**What you need to do:** All lines from the one containing "</instance>" through the end of the data below are to be transcribed exactly. Leave out the rest.

**Exercise data:**
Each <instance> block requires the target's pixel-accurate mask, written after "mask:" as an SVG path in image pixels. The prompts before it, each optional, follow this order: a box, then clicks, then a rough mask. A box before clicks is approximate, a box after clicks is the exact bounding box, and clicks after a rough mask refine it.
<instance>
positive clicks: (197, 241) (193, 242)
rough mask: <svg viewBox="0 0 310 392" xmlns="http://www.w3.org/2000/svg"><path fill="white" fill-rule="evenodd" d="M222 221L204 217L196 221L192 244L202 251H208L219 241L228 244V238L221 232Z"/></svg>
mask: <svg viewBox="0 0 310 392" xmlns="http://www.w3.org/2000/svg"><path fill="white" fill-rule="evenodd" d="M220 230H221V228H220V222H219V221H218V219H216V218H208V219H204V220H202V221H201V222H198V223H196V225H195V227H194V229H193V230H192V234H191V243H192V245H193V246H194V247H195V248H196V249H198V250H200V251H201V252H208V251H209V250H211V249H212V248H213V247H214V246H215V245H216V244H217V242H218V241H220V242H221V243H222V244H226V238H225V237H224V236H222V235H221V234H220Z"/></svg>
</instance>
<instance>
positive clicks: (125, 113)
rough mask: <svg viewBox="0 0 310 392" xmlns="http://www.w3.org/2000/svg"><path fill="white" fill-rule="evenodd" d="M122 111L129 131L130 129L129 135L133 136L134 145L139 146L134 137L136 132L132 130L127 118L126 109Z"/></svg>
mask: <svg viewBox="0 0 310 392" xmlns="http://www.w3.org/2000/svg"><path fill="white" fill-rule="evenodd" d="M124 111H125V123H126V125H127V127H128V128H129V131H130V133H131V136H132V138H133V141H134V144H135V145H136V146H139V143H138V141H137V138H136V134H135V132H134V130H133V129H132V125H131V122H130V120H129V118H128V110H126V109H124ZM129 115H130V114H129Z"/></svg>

**Result of the exercise:**
</instance>
<instance>
positive clicks: (125, 113)
rough mask: <svg viewBox="0 0 310 392" xmlns="http://www.w3.org/2000/svg"><path fill="white" fill-rule="evenodd" d="M122 111L129 131L130 129L129 135L133 136L134 145L139 146L134 137L136 132L132 130L127 118L126 109Z"/></svg>
mask: <svg viewBox="0 0 310 392" xmlns="http://www.w3.org/2000/svg"><path fill="white" fill-rule="evenodd" d="M124 111H125V123H126V125H127V127H128V128H129V131H130V133H131V136H132V138H133V141H134V144H135V145H136V146H139V143H138V141H137V138H136V134H135V132H134V130H133V129H132V125H131V122H130V120H129V118H128V110H126V109H124ZM129 115H130V114H129Z"/></svg>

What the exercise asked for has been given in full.